## [Brief 1]
Write out the Linux per-CPU variables text from "x = per_cpu(foo_per_core, cpu_index);" to "very good detail.", switching "deep topic" to "complex subject".
[Page excerpt start]
In multi-core processors there are usually certain operations for which software needs to create and maintain variables or data structures in a 1-per-core relation, in my experience, I have seen this for the enabling of the VMX operation in the x86-64 architecture but I’m sure that there are many other examples in this arch as well as in others. The OS is the software component that typically manages the low level hardware resources and architectural features, so this kind of per-cpu operations are something that the OS/kernel deals with. In the case of the linux kernel there is a group of very useful APIs to express the per-cpu operations very efficiently and quite easily.

Let’s start with a simple example. Let’s say that you need to use variable, an int for example, but there must be one instance of it for each core present in the CPU. If you want to keep your code portable you would need to inspect your cpu at runtime and find out how many cores it has, then allocate some dynamic memory to store your array of int variables. You don’t need to implement those steps manually since the Linux kernel supports this in a very simple and elegant way.

DEFINE_PER_CPU(<var type>, <name>) 

//i.e.
DEFINE_PER_CPU(int, foo_per_core)
unsigned int cpu_index; 
...
...

for_each_possible_cpu(cpu_index)
	per_cpu(foo_per_core, cpu_index) = 5;
//or

for_each_possible_cpu(cpu_index)
	x = per_cpu(foo_per_core, cpu_index);

//
//<linux kernel src>/include/linux/percpu-defs.h

How the Linux kernel implements this mechanism is a deep topic, where the compiler also takes part, I will not explore that here but this blog post explains it in very good detail.

The Linux kernel also extends this functionality to be able to run functions on specific cores in the system. This is typically useful in some cases where hardware requires that a particular asm instruction or sequence is executed per-core basis, for enabling a feature or managing data structures that are independent for each core.

//i.e.
DEFINE_PER_CPU(int, foo_per_core)
static int x = 0;
...
...

void functionX(void *ptr) {
	int y;

	this_cpu_write(foo_per_core, x);
	// or
	y = this_cpu_read(foo_per_core);
}


void functionY(void) {
	on_each_cpu(functionX, NULL , 1)
}

//
//<linux kernel src>/include/linux/smp.h
[Page excerpt end]
[Records provided start]
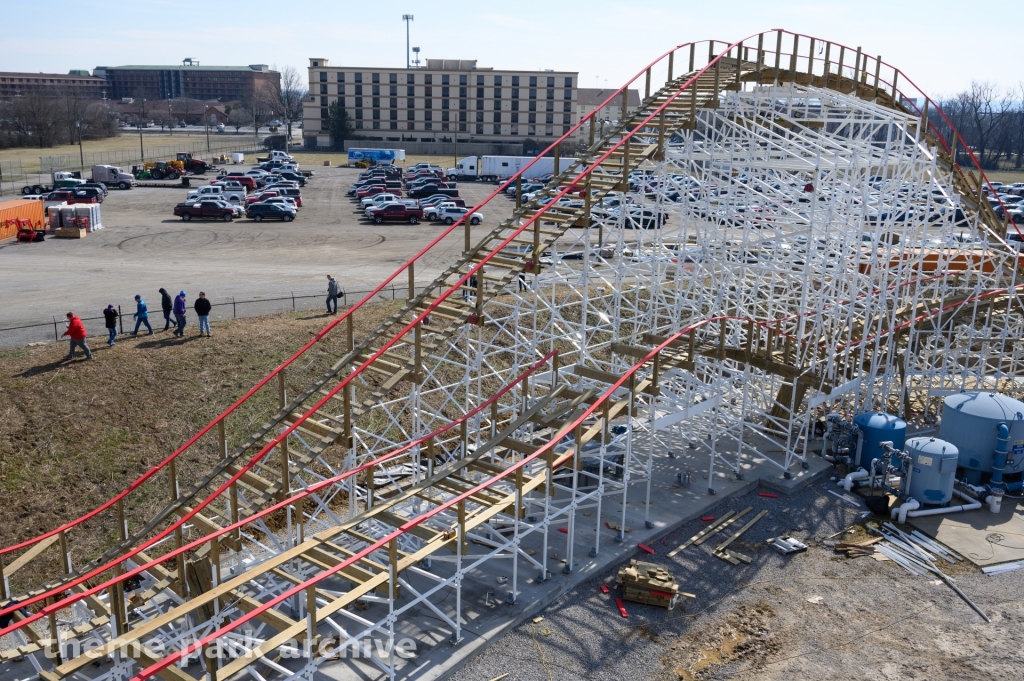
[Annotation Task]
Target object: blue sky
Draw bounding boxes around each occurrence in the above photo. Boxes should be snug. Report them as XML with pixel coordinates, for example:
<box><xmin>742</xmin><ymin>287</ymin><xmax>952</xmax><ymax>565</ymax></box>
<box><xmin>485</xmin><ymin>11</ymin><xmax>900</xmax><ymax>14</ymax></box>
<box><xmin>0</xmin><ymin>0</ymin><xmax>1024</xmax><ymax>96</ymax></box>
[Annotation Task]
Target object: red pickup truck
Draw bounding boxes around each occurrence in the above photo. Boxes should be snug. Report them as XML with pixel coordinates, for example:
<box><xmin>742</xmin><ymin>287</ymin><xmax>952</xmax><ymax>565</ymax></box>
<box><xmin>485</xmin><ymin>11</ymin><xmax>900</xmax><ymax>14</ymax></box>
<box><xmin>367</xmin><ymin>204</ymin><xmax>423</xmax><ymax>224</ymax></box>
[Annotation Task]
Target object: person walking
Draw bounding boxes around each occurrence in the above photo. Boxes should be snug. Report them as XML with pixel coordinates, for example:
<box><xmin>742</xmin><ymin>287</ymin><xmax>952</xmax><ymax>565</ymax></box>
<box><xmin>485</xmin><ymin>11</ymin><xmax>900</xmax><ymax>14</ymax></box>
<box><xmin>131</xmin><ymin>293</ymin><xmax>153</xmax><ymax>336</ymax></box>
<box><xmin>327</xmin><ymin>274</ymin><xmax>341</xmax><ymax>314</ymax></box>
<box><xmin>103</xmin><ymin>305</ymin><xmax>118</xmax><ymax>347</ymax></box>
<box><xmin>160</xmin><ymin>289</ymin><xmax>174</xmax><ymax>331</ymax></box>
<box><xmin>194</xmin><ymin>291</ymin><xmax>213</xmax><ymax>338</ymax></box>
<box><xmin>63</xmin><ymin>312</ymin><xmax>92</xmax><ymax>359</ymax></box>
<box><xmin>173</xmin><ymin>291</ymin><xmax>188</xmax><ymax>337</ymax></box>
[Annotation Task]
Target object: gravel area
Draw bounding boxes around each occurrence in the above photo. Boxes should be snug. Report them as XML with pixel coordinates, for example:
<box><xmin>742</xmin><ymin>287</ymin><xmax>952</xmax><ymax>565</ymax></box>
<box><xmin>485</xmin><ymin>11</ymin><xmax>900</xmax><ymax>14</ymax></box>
[Records provided end]
## [Brief 2]
Find every line in the records above that contains the string "Target" and copy each of those lines.

## [Full response 1]
x = per_cpu(foo_per_core, cpu_index);

//
//<linux kernel src>/include/linux/percpu-defs.h

How the Linux kernel implements this mechanism is a complex subject, where the compiler also takes part, I will not explore that here but this blog post explains it in very good detail.

## [Full response 2]
Target object: blue sky
Target object: red pickup truck
Target object: person walking
Target object: gravel area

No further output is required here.